Directions:
(a) How would you render this sentence from the passage headed "Farting" in Spanish: "In order to support the gut bacteria that create gas, you must have a particular very common gene."?
(b) Retype the stretch of the passage headed "Farting" from "And they'll come" through "laughs,as if its OK.".

Provided passage:
%%

Farting

The mother in law is 86.
She farts all the time.
Every time she stands up.
Nobody bats an eyelid. One of the perks of being old I guess. Can’t wait to be able to let one go whenever I want.
 
I have a top tip which you can take to the bank.

If you are feeling tummy ill and need to let one go. Do it near a baby or any toddler still in nappies.

Nobody will even bat an eyelid.

"Ohhh, Archie, think we'll have to take you to the baby change."

And they'll come back out later looking rather confused.
Just get a dog.
 
Did you know that farting is genetic. In order to support the gut bacteria that create gas, you must have a particular very common gene. Without it, no gas, no farts.
 
Anyone noticed the double standards concerning farting betweent the sexes?

If i have really bad guts at night and the bedroom stinks worse than chester zoo,the mrs gets angry and will push/nudge me a lot,even threaten to sleep downstairs or tell me to go sleep downstairs,yet.

If heaven forbid its her,she'll let em out silently and when it hits my nostrils and i say anything , " have you shit ". etc , she giggles and laughs,as if its OK.
 
My first time in a magistrates court, I was really nervous and couldn't help bit farther really loud. Don't think the judge was all that impressed

Sentence passed: Ten year's hard labour and transportation to the colonies.

%%

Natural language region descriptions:
%%

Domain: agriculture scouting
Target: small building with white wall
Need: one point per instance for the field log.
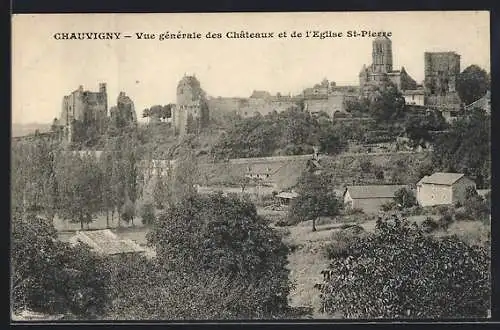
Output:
(370, 198)
(443, 189)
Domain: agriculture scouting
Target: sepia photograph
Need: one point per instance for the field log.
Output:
(251, 166)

%%

Answers to the exercise:
(a) Para sostener las bacterias intestinales que producen gases, debes tener un gen concreto muy común.

(b)
And they'll come back out later looking rather confused.
Just get a dog.
 
Did you know that farting is genetic. In order to support the gut bacteria that create gas, you must have a particular very common gene. Without it, no gas, no farts.
 
Anyone noticed the double standards concerning farting betweent the sexes?

If i have really bad guts at night and the bedroom stinks worse than chester zoo,the mrs gets angry and will push/nudge me a lot,even threaten to sleep downstairs or tell me to go sleep downstairs,yet.

If heaven forbid its her,she'll let em out silently and when it hits my nostrils and i say anything , " have you shit ". etc , she giggles and laughs,as if its OK.